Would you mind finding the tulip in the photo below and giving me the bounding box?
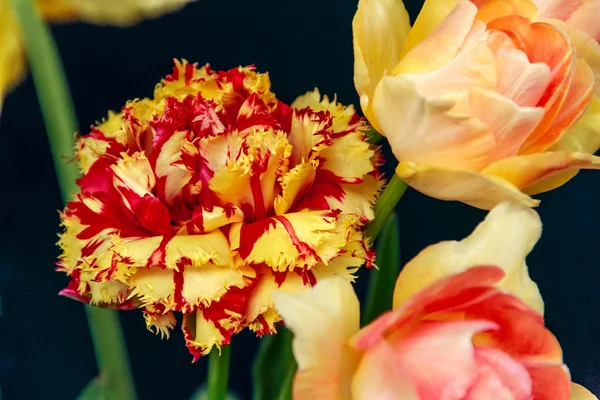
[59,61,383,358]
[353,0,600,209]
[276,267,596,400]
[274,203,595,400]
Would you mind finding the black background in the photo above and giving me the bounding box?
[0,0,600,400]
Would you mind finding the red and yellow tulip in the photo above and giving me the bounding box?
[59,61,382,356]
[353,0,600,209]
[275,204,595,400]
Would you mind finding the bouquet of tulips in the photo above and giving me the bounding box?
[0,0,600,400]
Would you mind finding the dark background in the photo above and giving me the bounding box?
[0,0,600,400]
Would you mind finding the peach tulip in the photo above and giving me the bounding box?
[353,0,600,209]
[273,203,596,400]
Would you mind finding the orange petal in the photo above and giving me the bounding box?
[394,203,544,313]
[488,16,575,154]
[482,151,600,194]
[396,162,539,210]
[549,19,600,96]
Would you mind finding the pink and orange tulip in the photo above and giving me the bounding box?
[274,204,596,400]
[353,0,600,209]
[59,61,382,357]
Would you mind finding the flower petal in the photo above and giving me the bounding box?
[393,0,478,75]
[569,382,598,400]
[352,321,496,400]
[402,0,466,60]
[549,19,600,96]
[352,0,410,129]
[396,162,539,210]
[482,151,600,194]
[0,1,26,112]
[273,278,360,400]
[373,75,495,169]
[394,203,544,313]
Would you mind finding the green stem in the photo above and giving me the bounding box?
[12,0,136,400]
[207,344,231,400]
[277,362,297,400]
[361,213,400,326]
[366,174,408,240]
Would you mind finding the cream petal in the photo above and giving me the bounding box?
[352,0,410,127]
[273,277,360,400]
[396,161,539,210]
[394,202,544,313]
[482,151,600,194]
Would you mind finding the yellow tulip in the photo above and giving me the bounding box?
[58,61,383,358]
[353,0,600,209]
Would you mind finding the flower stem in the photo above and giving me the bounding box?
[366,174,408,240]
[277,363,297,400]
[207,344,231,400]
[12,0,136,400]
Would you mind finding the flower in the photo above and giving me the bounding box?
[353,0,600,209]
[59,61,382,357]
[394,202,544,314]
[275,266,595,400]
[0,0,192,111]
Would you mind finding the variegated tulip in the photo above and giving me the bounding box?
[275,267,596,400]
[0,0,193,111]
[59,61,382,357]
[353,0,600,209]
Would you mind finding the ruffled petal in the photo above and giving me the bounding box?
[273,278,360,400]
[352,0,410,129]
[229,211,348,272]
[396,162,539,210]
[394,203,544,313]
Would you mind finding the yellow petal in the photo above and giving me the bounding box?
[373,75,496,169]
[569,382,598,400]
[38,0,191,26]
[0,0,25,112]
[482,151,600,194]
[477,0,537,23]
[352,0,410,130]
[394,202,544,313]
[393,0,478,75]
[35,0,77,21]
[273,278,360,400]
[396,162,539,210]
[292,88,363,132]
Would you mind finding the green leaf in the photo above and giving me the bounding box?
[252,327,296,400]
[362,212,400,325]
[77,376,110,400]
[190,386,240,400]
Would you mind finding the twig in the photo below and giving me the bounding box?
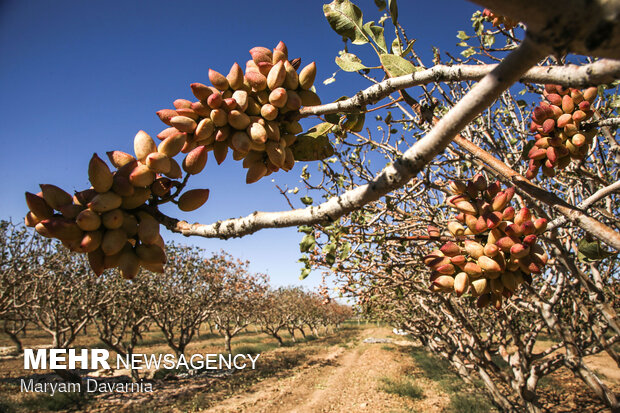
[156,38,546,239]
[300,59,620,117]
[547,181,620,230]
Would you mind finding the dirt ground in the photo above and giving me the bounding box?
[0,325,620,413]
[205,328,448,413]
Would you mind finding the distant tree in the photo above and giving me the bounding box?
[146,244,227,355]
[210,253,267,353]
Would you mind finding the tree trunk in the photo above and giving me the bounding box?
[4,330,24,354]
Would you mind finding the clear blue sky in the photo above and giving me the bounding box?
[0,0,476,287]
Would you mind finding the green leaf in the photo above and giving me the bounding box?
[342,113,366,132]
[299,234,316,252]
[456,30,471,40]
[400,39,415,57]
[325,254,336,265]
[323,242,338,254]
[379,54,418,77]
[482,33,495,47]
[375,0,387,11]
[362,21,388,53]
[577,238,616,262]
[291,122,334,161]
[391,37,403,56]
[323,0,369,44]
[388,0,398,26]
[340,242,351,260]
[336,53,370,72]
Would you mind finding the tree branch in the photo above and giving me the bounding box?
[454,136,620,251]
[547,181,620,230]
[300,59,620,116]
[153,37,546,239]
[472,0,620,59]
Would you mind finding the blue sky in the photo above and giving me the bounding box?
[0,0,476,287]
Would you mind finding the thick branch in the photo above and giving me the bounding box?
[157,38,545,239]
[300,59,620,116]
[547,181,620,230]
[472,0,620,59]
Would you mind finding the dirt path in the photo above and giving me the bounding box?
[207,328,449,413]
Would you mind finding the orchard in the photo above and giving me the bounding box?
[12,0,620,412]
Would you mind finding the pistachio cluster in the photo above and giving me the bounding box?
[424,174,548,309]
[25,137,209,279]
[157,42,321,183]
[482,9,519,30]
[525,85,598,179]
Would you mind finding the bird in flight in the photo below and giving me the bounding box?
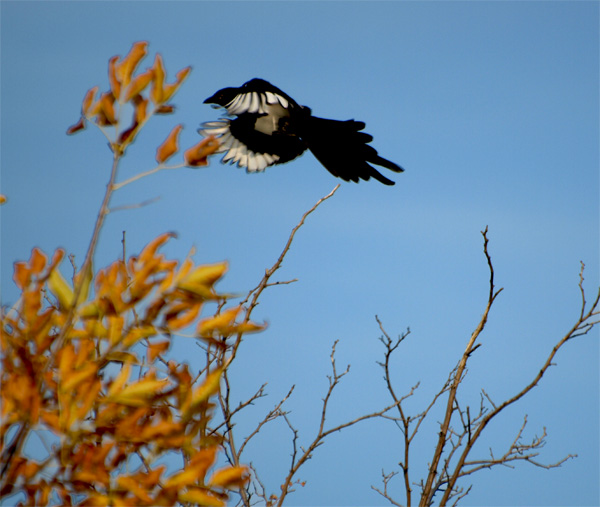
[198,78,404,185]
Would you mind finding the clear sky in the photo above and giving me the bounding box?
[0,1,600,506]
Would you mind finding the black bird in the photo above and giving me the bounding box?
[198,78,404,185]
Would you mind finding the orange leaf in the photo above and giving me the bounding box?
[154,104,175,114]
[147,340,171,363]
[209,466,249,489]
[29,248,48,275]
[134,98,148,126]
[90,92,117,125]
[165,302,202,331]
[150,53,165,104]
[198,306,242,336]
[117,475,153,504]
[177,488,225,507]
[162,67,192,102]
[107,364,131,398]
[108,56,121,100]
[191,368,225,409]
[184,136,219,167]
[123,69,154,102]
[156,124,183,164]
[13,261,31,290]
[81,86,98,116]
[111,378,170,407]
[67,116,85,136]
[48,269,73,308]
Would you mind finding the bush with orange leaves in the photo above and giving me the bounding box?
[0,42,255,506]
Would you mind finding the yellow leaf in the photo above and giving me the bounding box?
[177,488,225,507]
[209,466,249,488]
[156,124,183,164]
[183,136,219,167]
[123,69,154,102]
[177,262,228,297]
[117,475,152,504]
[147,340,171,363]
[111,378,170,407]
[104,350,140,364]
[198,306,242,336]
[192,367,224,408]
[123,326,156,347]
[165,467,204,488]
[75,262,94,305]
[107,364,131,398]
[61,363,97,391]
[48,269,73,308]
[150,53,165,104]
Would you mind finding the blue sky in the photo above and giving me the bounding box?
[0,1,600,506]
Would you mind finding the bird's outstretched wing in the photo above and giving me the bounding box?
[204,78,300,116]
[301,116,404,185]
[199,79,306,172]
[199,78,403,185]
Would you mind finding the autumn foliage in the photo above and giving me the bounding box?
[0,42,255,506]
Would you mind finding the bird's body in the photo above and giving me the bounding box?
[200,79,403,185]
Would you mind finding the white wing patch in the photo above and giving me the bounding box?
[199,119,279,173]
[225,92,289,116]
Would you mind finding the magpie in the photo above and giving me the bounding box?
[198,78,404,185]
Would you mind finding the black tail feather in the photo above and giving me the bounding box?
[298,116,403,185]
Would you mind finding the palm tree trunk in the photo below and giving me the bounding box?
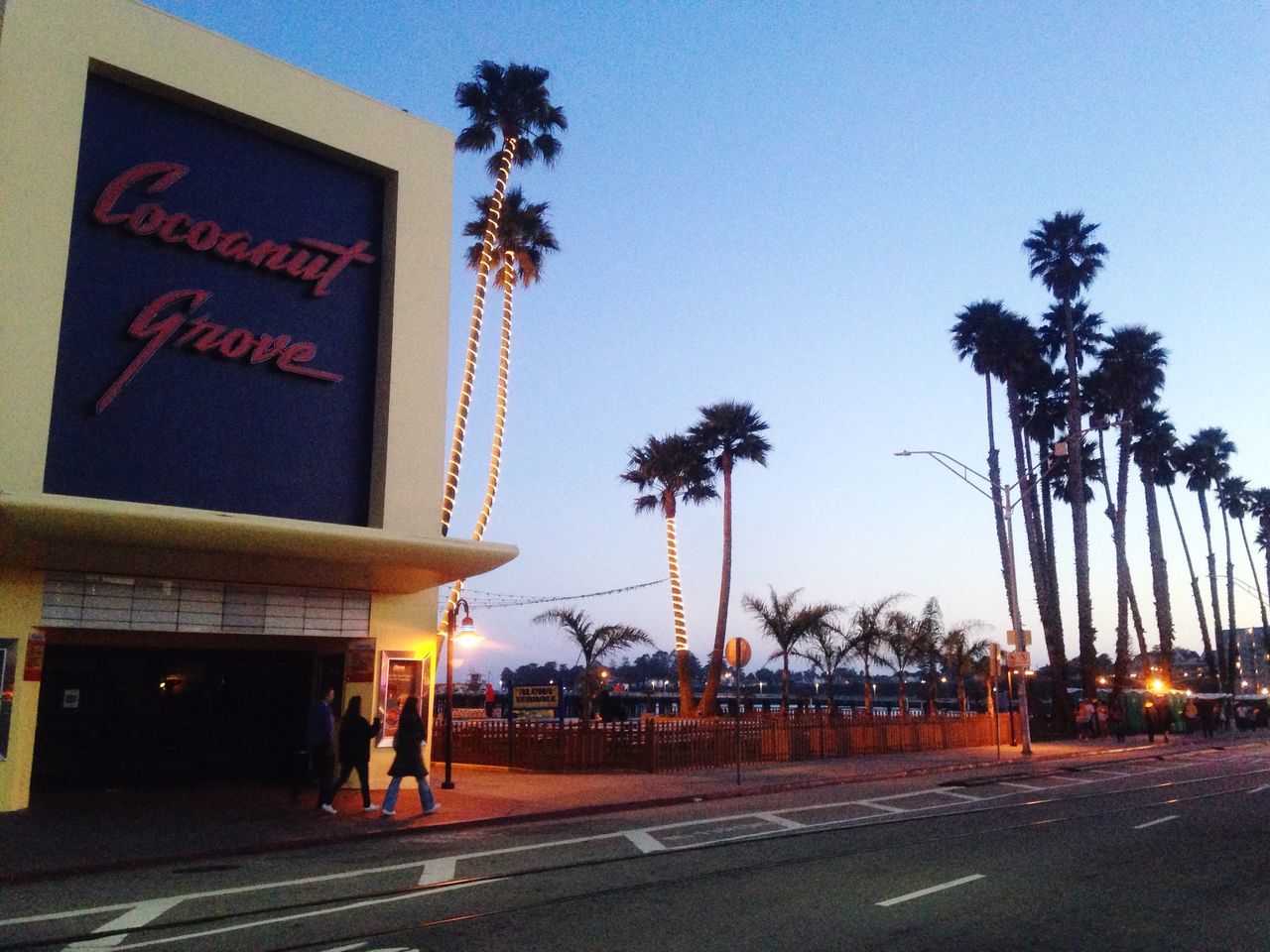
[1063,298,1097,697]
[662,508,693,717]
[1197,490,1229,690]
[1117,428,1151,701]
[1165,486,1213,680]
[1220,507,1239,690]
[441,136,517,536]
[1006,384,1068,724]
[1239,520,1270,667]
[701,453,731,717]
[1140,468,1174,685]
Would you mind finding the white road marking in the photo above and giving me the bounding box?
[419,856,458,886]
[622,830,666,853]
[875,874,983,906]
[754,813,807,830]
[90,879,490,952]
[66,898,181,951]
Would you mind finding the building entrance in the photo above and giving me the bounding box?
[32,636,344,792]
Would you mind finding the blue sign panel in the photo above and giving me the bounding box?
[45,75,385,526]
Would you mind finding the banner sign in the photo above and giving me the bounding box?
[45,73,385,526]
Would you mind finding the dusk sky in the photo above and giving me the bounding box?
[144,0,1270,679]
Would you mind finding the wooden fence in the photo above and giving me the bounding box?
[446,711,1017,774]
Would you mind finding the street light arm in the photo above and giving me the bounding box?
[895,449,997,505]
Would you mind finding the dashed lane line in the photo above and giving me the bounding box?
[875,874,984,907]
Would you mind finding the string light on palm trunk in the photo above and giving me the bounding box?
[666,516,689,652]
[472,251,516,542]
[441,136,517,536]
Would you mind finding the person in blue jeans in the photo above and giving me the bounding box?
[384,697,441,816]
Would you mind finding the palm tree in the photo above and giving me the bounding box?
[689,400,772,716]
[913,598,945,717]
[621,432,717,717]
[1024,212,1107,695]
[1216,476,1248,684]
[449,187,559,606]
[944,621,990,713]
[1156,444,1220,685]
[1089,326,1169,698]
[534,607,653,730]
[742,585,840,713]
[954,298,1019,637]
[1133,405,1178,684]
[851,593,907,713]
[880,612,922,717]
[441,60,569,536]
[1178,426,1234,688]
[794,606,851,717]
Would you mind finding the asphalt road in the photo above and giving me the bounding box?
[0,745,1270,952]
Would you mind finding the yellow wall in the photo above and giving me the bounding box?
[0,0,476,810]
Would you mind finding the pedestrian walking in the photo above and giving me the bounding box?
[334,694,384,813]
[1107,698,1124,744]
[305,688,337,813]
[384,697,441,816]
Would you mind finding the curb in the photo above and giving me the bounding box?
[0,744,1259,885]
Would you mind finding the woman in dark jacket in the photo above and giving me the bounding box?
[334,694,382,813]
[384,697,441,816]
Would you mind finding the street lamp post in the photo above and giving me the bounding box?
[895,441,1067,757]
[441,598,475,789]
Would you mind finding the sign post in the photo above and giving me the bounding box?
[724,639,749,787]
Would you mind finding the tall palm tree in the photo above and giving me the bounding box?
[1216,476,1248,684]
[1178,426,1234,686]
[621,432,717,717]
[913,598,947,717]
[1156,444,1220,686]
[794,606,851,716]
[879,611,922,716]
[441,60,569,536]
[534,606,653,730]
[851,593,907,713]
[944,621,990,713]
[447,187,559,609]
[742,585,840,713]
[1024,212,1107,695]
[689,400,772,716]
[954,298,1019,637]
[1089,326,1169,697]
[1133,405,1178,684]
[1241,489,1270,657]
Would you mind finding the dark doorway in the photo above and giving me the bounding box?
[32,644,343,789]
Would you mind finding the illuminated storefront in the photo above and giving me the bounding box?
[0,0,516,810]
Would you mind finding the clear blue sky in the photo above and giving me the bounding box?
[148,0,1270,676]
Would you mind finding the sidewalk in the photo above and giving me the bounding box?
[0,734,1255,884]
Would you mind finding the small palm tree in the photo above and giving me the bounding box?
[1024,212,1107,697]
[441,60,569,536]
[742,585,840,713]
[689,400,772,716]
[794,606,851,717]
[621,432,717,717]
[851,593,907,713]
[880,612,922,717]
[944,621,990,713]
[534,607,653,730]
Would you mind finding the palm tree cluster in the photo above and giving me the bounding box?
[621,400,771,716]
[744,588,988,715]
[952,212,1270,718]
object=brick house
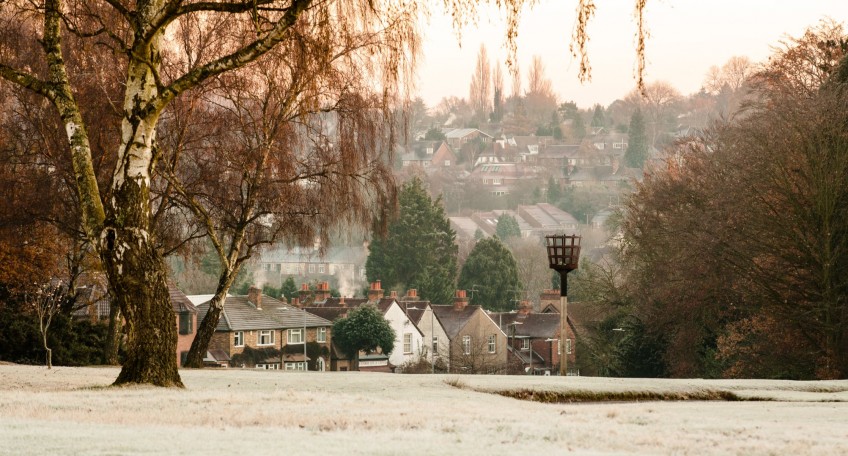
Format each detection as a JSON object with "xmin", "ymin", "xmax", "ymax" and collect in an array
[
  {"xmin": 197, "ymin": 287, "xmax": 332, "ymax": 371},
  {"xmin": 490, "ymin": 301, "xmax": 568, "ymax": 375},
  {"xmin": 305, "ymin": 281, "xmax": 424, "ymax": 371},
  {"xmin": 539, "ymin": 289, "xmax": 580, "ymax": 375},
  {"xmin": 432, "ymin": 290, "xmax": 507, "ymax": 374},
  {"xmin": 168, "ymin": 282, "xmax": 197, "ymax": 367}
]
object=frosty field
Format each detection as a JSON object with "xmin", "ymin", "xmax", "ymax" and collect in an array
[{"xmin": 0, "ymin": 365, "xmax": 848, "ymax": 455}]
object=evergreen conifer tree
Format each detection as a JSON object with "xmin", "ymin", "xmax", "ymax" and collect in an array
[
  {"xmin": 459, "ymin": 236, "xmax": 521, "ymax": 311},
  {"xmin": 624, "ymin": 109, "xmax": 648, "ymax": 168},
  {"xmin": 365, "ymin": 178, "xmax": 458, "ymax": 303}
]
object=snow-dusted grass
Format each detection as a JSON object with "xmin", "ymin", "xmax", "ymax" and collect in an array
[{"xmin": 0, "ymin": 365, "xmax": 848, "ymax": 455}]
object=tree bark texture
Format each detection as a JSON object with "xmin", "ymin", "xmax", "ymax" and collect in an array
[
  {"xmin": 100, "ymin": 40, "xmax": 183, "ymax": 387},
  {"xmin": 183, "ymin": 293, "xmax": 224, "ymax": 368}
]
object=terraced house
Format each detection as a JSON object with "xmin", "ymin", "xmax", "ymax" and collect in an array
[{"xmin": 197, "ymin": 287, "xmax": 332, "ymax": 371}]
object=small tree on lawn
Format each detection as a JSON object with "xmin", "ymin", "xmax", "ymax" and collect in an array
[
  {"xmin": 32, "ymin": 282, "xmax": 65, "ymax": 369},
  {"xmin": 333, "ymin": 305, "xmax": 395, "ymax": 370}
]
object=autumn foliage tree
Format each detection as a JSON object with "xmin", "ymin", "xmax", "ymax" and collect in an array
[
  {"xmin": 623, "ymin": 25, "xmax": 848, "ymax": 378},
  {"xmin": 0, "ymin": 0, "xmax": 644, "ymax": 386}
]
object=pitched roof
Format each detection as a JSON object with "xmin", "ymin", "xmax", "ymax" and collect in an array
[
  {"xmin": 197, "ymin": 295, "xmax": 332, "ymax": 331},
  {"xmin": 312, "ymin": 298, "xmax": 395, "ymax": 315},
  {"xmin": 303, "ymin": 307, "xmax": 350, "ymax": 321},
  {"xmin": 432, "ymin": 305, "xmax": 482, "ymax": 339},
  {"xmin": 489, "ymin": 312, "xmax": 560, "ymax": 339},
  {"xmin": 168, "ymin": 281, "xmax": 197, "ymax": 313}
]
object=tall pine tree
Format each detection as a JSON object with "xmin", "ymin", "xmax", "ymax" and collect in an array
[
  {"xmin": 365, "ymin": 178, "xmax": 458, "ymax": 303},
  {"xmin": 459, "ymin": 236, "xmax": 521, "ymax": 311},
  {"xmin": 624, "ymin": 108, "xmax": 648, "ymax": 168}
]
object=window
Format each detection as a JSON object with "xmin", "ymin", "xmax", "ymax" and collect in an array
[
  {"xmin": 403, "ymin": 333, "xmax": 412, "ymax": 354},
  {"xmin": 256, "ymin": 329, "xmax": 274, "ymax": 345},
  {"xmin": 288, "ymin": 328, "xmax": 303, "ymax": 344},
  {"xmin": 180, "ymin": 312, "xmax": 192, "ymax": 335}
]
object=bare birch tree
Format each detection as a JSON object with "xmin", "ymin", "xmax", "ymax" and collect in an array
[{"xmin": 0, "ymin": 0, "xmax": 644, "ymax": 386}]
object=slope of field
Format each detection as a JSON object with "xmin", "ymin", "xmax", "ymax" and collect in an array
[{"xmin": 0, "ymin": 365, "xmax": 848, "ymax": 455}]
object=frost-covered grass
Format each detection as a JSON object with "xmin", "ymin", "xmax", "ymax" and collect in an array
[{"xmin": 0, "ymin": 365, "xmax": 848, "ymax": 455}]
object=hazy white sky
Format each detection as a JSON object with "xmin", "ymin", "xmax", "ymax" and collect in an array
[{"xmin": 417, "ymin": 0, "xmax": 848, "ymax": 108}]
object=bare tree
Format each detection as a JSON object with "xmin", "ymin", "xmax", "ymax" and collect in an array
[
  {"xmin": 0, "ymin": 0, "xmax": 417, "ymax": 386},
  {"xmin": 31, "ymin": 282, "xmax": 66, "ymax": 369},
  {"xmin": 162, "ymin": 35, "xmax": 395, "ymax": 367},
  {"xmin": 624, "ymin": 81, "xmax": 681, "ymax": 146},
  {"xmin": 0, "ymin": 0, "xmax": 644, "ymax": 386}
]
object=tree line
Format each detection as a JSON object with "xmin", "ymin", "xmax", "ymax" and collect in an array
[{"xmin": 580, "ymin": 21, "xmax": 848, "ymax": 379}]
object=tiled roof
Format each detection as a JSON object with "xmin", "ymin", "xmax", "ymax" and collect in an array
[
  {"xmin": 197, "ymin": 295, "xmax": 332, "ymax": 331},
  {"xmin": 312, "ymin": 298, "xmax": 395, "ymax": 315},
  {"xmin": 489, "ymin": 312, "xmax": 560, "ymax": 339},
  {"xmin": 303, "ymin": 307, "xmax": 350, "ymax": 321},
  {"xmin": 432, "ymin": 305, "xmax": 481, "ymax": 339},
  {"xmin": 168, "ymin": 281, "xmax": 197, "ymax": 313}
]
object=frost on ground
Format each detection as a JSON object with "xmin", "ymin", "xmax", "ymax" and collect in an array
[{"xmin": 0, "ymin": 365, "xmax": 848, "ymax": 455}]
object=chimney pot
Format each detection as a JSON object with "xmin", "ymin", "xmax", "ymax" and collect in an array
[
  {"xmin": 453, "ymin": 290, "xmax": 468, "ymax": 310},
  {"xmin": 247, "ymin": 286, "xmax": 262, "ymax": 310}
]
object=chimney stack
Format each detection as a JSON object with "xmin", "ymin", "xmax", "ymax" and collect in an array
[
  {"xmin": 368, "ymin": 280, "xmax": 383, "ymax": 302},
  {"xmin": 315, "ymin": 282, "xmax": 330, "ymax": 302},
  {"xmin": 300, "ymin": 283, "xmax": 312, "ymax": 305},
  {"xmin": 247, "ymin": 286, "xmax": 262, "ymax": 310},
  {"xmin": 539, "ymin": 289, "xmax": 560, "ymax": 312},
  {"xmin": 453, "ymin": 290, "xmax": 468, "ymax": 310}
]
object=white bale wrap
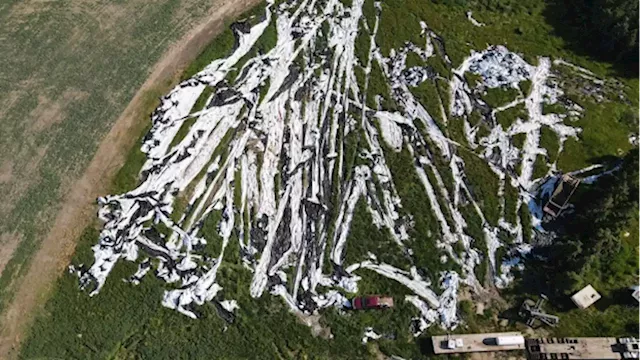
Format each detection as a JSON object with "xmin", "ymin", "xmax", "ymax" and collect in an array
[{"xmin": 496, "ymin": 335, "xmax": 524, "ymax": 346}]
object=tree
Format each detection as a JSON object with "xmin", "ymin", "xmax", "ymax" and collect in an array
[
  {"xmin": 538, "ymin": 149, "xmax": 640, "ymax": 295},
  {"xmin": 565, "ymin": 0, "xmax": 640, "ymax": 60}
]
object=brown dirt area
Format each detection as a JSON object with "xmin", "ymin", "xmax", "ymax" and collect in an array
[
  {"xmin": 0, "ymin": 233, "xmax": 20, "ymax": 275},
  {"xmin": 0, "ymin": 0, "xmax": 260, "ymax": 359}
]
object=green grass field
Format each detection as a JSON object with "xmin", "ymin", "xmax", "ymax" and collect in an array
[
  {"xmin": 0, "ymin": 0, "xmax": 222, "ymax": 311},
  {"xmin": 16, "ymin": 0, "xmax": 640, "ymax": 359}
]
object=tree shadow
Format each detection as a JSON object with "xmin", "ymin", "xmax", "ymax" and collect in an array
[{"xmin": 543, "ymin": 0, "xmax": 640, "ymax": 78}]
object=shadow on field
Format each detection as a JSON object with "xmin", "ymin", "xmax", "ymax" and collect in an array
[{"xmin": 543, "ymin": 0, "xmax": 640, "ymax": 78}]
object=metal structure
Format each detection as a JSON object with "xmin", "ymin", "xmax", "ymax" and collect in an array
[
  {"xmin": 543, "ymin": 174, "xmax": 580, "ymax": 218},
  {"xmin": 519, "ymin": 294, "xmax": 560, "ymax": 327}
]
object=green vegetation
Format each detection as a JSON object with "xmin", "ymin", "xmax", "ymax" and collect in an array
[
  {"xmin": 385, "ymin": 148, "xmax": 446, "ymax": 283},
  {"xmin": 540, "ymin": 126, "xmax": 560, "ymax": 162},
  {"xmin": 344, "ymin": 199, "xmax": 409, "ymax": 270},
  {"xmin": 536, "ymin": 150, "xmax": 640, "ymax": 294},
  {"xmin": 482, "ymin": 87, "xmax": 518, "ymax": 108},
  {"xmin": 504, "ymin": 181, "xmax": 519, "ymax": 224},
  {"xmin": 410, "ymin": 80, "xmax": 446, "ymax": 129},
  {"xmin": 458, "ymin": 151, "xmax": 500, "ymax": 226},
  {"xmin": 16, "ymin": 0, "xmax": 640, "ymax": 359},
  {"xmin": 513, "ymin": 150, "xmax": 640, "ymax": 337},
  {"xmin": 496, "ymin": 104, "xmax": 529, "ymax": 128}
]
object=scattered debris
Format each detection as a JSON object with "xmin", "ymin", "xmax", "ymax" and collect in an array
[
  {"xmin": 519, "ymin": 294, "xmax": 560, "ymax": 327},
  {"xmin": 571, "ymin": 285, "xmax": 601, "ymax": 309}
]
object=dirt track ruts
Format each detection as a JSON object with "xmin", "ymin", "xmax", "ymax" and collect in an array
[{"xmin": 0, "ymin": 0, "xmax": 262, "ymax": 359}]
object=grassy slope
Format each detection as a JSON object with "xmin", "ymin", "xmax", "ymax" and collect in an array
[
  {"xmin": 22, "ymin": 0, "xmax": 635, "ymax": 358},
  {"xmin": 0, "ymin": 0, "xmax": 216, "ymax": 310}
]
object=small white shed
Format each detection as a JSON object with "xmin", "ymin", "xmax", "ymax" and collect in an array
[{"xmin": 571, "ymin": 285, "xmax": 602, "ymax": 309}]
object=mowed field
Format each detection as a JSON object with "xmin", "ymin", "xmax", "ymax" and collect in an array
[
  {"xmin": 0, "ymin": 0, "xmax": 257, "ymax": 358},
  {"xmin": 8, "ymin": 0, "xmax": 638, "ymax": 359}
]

-=-=-=-=-

→ **What is expected**: Rewrite the records from the line with "Would you mind finding the cream" to the line with "[190,386,240,400]", putting "striped" in place of "variegated" and leaving everything else unchanged.

→ **Output for this task**:
Would you mind finding the cream petal in the photo above and giving me the bounding box?
[352,0,410,127]
[273,277,360,400]
[396,161,539,210]
[394,202,544,313]
[482,151,600,194]
Would you mind finding the yellow tulip in the photo above and giving me the bounding box?
[58,61,383,358]
[353,0,600,209]
Would you mind finding the flower stem in the photo above and giving me the bounding box?
[366,174,408,240]
[277,363,297,400]
[207,344,231,400]
[12,0,136,400]
Would you mind finding the flower in the photo above and giving me the bounding box?
[353,0,600,209]
[59,61,382,357]
[394,202,544,314]
[275,266,595,400]
[0,0,192,111]
Would you mind finding the striped tulip in the photo above and giving me the bounding box?
[275,267,596,400]
[0,0,193,111]
[59,61,382,357]
[353,0,600,209]
Would you mind finding the ruffled petal in the photo above and giving me the bounding box?
[273,278,360,400]
[352,0,410,129]
[229,211,348,272]
[396,162,539,210]
[394,203,544,313]
Would you mind finding the yellow petal in the photo above and giving me the bounding box?
[373,75,496,169]
[569,382,598,400]
[38,0,191,26]
[0,0,25,112]
[482,151,600,194]
[477,0,537,23]
[352,0,410,130]
[394,202,544,313]
[393,0,478,75]
[35,0,77,21]
[273,278,360,400]
[396,162,539,210]
[292,88,363,132]
Would you mind finding the green leaf in the photo above and giving me the bounding box?
[252,327,296,400]
[362,212,400,325]
[77,376,110,400]
[190,386,240,400]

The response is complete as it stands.